Task material Block Start

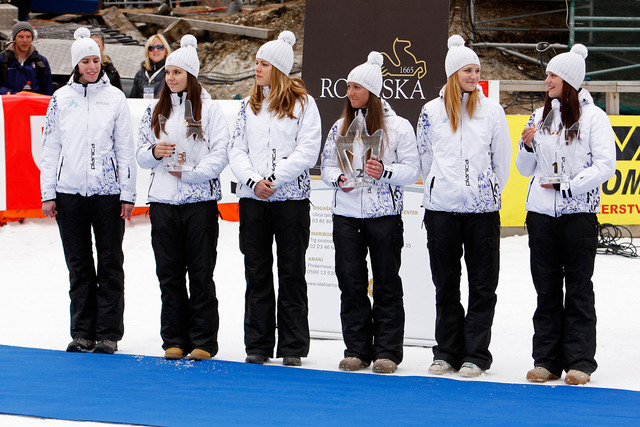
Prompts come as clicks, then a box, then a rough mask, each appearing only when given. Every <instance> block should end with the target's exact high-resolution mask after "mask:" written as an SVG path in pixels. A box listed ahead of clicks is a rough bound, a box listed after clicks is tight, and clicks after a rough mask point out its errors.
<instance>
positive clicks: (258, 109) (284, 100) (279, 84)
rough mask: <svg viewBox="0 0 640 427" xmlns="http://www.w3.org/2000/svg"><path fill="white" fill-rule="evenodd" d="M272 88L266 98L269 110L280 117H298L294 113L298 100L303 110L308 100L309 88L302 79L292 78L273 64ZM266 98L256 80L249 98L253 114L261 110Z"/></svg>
mask: <svg viewBox="0 0 640 427" xmlns="http://www.w3.org/2000/svg"><path fill="white" fill-rule="evenodd" d="M270 88H271V89H270V90H269V95H267V97H266V100H267V101H269V107H268V109H267V111H269V112H271V113H275V114H276V117H277V118H278V119H283V118H285V117H288V118H290V119H297V117H296V116H294V115H293V109H294V107H295V105H296V101H300V103H301V104H302V109H303V110H304V105H305V103H306V102H307V89H306V87H305V85H304V82H303V81H302V79H298V78H295V79H292V78H290V77H289V76H287V75H286V74H284V73H283V72H282V71H280V70H278V69H277V68H276V67H273V66H272V68H271V81H270ZM264 100H265V97H264V93H263V91H262V87H260V86H258V84H257V82H254V83H253V87H252V88H251V96H250V98H249V105H250V106H251V111H253V114H258V113H259V112H260V109H261V108H262V102H263V101H264Z"/></svg>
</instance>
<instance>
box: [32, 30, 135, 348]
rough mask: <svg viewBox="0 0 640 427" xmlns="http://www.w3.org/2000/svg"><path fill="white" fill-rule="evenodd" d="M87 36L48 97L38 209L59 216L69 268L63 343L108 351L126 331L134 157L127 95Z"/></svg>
mask: <svg viewBox="0 0 640 427" xmlns="http://www.w3.org/2000/svg"><path fill="white" fill-rule="evenodd" d="M89 36H90V33H89V30H88V29H86V28H78V29H77V30H76V32H75V34H74V37H75V38H76V41H75V42H74V43H73V45H72V47H71V59H72V63H73V66H74V70H73V75H72V77H71V79H70V80H69V83H67V85H66V86H64V87H62V88H60V89H59V90H57V91H56V92H55V93H54V94H53V97H52V98H51V101H50V102H49V108H48V109H47V118H46V124H45V128H44V132H43V142H42V163H41V167H40V169H41V174H40V187H41V192H42V195H41V197H42V212H43V213H44V214H45V215H46V216H48V217H55V218H56V222H57V223H58V228H59V229H60V237H61V239H62V247H63V249H64V254H65V259H66V261H67V267H68V268H69V280H70V285H71V288H70V291H69V295H70V297H71V337H72V338H73V341H71V343H69V345H68V346H67V351H70V352H84V351H91V350H93V351H94V352H97V353H109V354H110V353H113V352H114V351H116V350H117V342H118V341H120V340H121V339H122V335H123V334H124V323H123V314H124V271H123V268H122V265H123V262H124V255H123V253H122V239H123V236H124V219H125V218H129V217H130V216H131V213H132V212H133V206H134V203H135V198H136V194H135V191H136V190H135V188H136V165H135V160H134V153H133V151H134V147H133V135H132V133H131V116H130V114H129V108H128V106H127V102H126V99H125V97H124V94H123V93H122V91H120V90H118V89H116V88H115V87H113V86H111V84H110V83H109V79H108V78H107V76H106V75H105V73H104V70H103V68H102V67H101V63H100V48H99V47H98V45H97V44H96V42H95V41H94V40H92V39H91V38H90V37H89ZM92 228H93V234H94V235H95V239H96V251H97V255H98V257H97V258H98V267H97V270H96V267H95V266H94V261H93V251H92V237H91V229H92ZM96 342H97V343H96Z"/></svg>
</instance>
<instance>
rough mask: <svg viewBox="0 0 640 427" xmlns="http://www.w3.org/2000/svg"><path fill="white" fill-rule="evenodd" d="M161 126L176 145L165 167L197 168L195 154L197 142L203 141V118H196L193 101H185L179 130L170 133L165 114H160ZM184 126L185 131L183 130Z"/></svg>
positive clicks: (172, 129) (177, 128) (168, 168)
mask: <svg viewBox="0 0 640 427" xmlns="http://www.w3.org/2000/svg"><path fill="white" fill-rule="evenodd" d="M158 120H159V121H160V126H161V127H162V129H164V133H165V134H166V135H167V136H168V138H169V141H168V142H170V143H171V144H174V145H175V151H174V153H173V155H171V157H169V158H168V161H167V163H165V165H164V167H165V169H166V170H168V171H170V172H189V171H192V170H193V169H195V167H196V161H195V160H196V159H194V158H193V157H194V156H193V154H194V153H195V150H194V148H195V147H196V144H198V143H199V142H202V140H203V134H202V120H194V118H193V109H192V108H191V101H189V100H186V101H185V103H184V120H183V121H182V123H180V124H179V125H178V127H177V130H175V131H174V129H172V132H171V134H169V132H168V130H167V128H166V127H165V124H166V122H167V118H166V117H164V116H163V115H160V116H158ZM183 128H184V131H183V130H182V129H183Z"/></svg>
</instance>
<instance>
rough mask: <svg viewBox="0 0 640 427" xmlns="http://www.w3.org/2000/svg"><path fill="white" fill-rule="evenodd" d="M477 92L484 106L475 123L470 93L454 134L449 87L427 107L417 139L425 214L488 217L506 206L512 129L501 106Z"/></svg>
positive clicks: (476, 115) (479, 112) (463, 107)
mask: <svg viewBox="0 0 640 427" xmlns="http://www.w3.org/2000/svg"><path fill="white" fill-rule="evenodd" d="M477 90H478V92H479V95H480V104H479V106H478V107H477V108H476V110H475V111H474V113H473V118H472V119H470V118H469V115H468V114H467V110H466V103H467V98H468V96H469V94H466V93H465V94H464V95H463V97H462V114H461V116H462V120H461V122H460V125H459V126H458V130H457V131H456V132H455V133H454V132H453V130H452V129H451V125H450V123H449V117H448V116H447V113H446V110H445V106H444V88H443V89H442V90H441V91H440V96H439V97H438V98H436V99H433V100H431V101H429V102H428V103H427V104H425V106H424V107H422V111H421V113H420V117H419V119H418V128H417V139H418V152H419V154H420V166H421V169H422V170H421V172H422V180H423V182H424V198H423V203H424V207H425V208H426V209H429V210H434V211H444V212H459V213H483V212H495V211H498V210H500V208H501V206H502V201H501V194H502V191H503V190H504V187H505V185H506V184H507V180H508V179H509V169H510V167H511V151H512V149H511V138H510V135H509V127H508V125H507V119H506V117H505V114H504V110H503V109H502V107H501V106H500V104H498V103H497V102H495V101H493V100H491V99H489V98H487V97H485V96H484V94H483V93H482V90H481V89H480V87H478V89H477Z"/></svg>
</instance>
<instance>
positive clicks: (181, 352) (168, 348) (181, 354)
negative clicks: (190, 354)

Task material Block End

▶ Task requirements: If pictures appear in the data, omit them and copy all other parts exactly.

▶ Output of the task:
Prompts come as clicks, then a box, then a rough mask, each appearing only when given. Every <instance> block should end with the target's exact high-resolution mask after "mask:" written as an SVG path in pixels. A box listed ahead of clicks is a rough bound, a box listed after clicks is tight, and clicks after a rough mask point out its errors.
<instance>
positive clicks: (258, 109) (284, 100) (279, 84)
rough mask: <svg viewBox="0 0 640 427" xmlns="http://www.w3.org/2000/svg"><path fill="white" fill-rule="evenodd" d="M272 88L266 98L269 110L280 117H298L294 113L298 100L303 110L308 100L309 88L302 79L292 78L273 64ZM266 98L256 80L249 98L253 114L261 110Z"/></svg>
mask: <svg viewBox="0 0 640 427" xmlns="http://www.w3.org/2000/svg"><path fill="white" fill-rule="evenodd" d="M270 88H271V89H270V90H269V95H267V97H266V100H267V101H269V107H268V109H267V111H269V112H271V113H275V114H276V117H277V118H278V119H283V118H285V117H288V118H290V119H297V117H296V116H294V115H293V109H294V107H295V105H296V101H300V103H301V104H302V109H303V110H304V105H305V103H306V102H307V89H306V87H305V85H304V82H303V81H302V79H298V78H295V79H292V78H290V77H289V76H287V75H286V74H284V73H283V72H282V71H280V70H278V69H277V68H276V67H273V66H272V68H271V81H270ZM264 100H265V97H264V93H263V91H262V87H260V86H258V84H257V82H254V83H253V87H252V88H251V96H250V98H249V105H250V106H251V111H253V114H258V113H259V112H260V109H261V108H262V102H263V101H264Z"/></svg>
</instance>
<instance>
box: [32, 30, 135, 348]
rough mask: <svg viewBox="0 0 640 427" xmlns="http://www.w3.org/2000/svg"><path fill="white" fill-rule="evenodd" d="M87 36L48 97L38 209L59 216L69 268L63 343L108 351L126 331L134 157L127 95Z"/></svg>
mask: <svg viewBox="0 0 640 427" xmlns="http://www.w3.org/2000/svg"><path fill="white" fill-rule="evenodd" d="M89 36H90V33H89V30H88V29H86V28H78V29H77V30H76V32H75V34H74V37H75V38H76V41H75V42H74V43H73V45H72V47H71V59H72V63H73V66H74V70H73V75H72V77H71V79H70V80H69V83H67V85H66V86H64V87H62V88H60V89H59V90H57V91H56V92H55V93H54V94H53V97H52V98H51V101H50V102H49V108H48V109H47V118H46V124H45V128H44V132H43V142H42V163H41V167H40V169H41V174H40V187H41V192H42V195H41V197H42V212H43V213H44V214H45V215H46V216H48V217H55V218H56V222H57V223H58V228H59V229H60V237H61V239H62V247H63V249H64V254H65V259H66V261H67V267H68V268H69V280H70V285H71V288H70V291H69V295H70V297H71V337H72V338H73V341H71V343H69V345H68V346H67V351H70V352H84V351H91V350H93V351H94V352H97V353H109V354H110V353H113V352H114V351H116V350H117V342H118V341H120V340H121V339H122V335H123V334H124V323H123V314H124V271H123V268H122V265H123V262H124V255H123V253H122V239H123V236H124V219H125V218H129V217H130V216H131V213H132V212H133V206H134V203H135V198H136V194H135V191H136V190H135V188H136V165H135V160H134V153H133V151H134V147H133V135H132V133H131V116H130V114H129V108H128V106H127V102H126V99H125V97H124V94H123V93H122V91H120V90H118V89H116V88H115V87H113V86H111V84H110V83H109V79H108V78H107V76H106V75H105V73H104V70H103V68H102V67H101V63H100V48H99V47H98V45H97V44H96V42H95V41H94V40H92V39H91V38H90V37H89ZM92 228H93V234H94V235H95V239H96V251H97V255H98V257H97V258H98V267H97V270H96V267H95V266H94V261H93V251H92V237H91V229H92ZM96 342H97V343H96Z"/></svg>
</instance>
<instance>
rough mask: <svg viewBox="0 0 640 427" xmlns="http://www.w3.org/2000/svg"><path fill="white" fill-rule="evenodd" d="M161 126L176 145L165 167L197 168L195 154L197 142L203 141V118H196L193 101H185L179 130L170 133L165 114H160ZM184 126L185 131L183 130Z"/></svg>
positive clicks: (172, 129) (177, 128) (168, 168)
mask: <svg viewBox="0 0 640 427" xmlns="http://www.w3.org/2000/svg"><path fill="white" fill-rule="evenodd" d="M158 120H159V121H160V126H161V127H162V129H164V133H165V134H166V135H167V136H168V138H169V141H168V142H170V143H171V144H174V145H175V151H174V153H173V155H171V157H169V158H168V161H167V163H165V165H164V167H165V169H166V170H168V171H170V172H189V171H192V170H193V169H195V167H196V161H195V160H196V159H194V158H193V157H194V156H193V154H194V153H195V150H194V148H195V147H196V144H198V143H199V142H202V140H203V134H202V120H194V118H193V109H192V108H191V101H189V100H186V101H185V103H184V120H183V121H182V123H180V124H179V125H178V127H177V130H175V131H174V129H172V132H171V134H169V132H168V130H167V128H166V127H165V124H166V122H167V118H166V117H164V116H163V115H160V116H158ZM183 128H184V131H183V130H182V129H183Z"/></svg>
</instance>
<instance>
rough mask: <svg viewBox="0 0 640 427" xmlns="http://www.w3.org/2000/svg"><path fill="white" fill-rule="evenodd" d="M477 92L484 106L475 123L470 93L454 134L449 87L427 107L417 139L425 214L488 217L506 206L512 129L501 106Z"/></svg>
positive clicks: (476, 115) (479, 112) (463, 107)
mask: <svg viewBox="0 0 640 427" xmlns="http://www.w3.org/2000/svg"><path fill="white" fill-rule="evenodd" d="M477 90H478V92H479V95H480V104H479V106H478V107H477V108H476V110H475V111H474V113H473V118H472V119H470V118H469V115H468V114H467V110H466V103H467V98H468V96H469V94H466V93H465V94H464V95H463V97H462V114H461V116H462V120H461V122H460V125H459V126H458V130H457V131H456V132H455V133H454V132H453V130H452V129H451V125H450V123H449V117H448V116H447V113H446V110H445V106H444V88H443V89H442V90H441V91H440V96H439V97H438V98H436V99H433V100H431V101H429V102H428V103H427V104H425V106H424V107H422V111H421V113H420V117H419V119H418V128H417V139H418V152H419V154H420V166H421V169H422V170H421V172H422V180H423V182H424V198H423V203H424V207H425V208H426V209H429V210H434V211H444V212H459V213H483V212H495V211H498V210H500V208H501V206H502V201H501V194H502V191H503V190H504V187H505V185H506V184H507V180H508V179H509V169H510V167H511V151H512V149H511V138H510V135H509V127H508V125H507V119H506V117H505V114H504V110H503V109H502V107H501V106H500V104H498V103H497V102H495V101H493V100H491V99H489V98H487V97H485V96H484V94H483V93H482V90H481V89H480V87H478V89H477Z"/></svg>
</instance>
<instance>
positive clicks: (181, 352) (168, 348) (181, 354)
negative clicks: (190, 354)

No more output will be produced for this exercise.